### Provided data
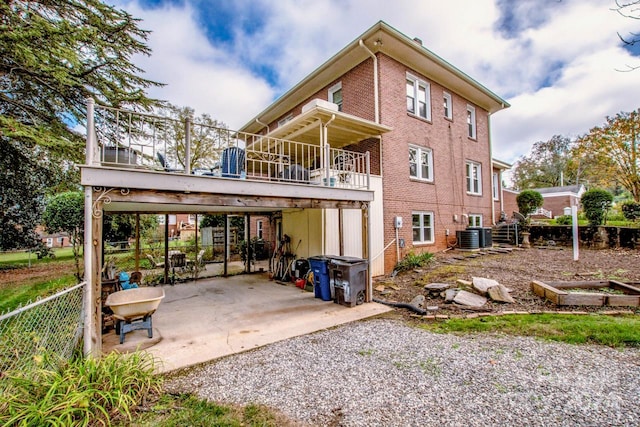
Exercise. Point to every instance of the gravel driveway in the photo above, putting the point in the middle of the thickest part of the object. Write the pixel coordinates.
(385, 373)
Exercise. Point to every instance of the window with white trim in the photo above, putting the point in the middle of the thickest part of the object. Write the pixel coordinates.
(335, 95)
(448, 105)
(474, 178)
(420, 163)
(471, 121)
(418, 97)
(475, 220)
(422, 227)
(259, 229)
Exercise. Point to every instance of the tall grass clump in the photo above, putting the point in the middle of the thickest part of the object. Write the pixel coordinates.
(411, 261)
(80, 392)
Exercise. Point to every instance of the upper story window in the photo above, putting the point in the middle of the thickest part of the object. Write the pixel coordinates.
(422, 226)
(418, 97)
(474, 178)
(285, 119)
(471, 121)
(259, 229)
(421, 163)
(335, 95)
(496, 186)
(475, 220)
(448, 105)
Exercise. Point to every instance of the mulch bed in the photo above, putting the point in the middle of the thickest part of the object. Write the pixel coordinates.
(515, 270)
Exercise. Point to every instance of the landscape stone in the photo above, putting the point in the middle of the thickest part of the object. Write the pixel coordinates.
(482, 284)
(500, 293)
(417, 301)
(469, 299)
(437, 287)
(450, 294)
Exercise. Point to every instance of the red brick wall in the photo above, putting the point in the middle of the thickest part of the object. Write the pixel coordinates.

### Problem description
Please output all the entries above as a numbered list of their lines, dropping any blank lines and leaving out the pictures.

### Response to the exercise
1. Exercise. Point to every instance of the gravel driveway in the photo above, putting the point in the middle of the thickest part of the object. Write the pixel coordinates.
2. (385, 373)
3. Exercise. Point to every instance of the window with white trim in the photo above, putting the point in the middle of the thickest part of the object. Write the pixel coordinates.
4. (335, 95)
5. (448, 105)
6. (474, 178)
7. (420, 163)
8. (471, 121)
9. (418, 97)
10. (475, 220)
11. (422, 227)
12. (259, 229)
13. Exercise. Point to every instance of the tall grass clump in the photo above, putting the point in the middle of the thickest part of the object. Write the pixel coordinates.
14. (411, 261)
15. (80, 392)
16. Exercise. Point to every instance of the upper story window in the photo above, putting the point in the middle of the thickest part of the object. Write the pixel coordinates.
17. (422, 226)
18. (418, 97)
19. (474, 178)
20. (285, 119)
21. (471, 121)
22. (259, 229)
23. (421, 163)
24. (335, 95)
25. (496, 186)
26. (475, 220)
27. (448, 105)
28. Exercise. Point to every instance of the mulch bed in the photo above, putting the point in the middle of the thickest part of the object. Write the pixel coordinates.
29. (515, 270)
30. Exercise. Point to every instance of the landscape stone in the photo above, putting the point in the middle of the thickest part of the object. Write the pixel coordinates.
31. (482, 284)
32. (500, 293)
33. (417, 301)
34. (469, 299)
35. (437, 287)
36. (450, 294)
37. Exercise. Point to every instance of the red brick wall in the photo above, putting the point in the middle of the thickest part of the object. Write the pixel coordinates.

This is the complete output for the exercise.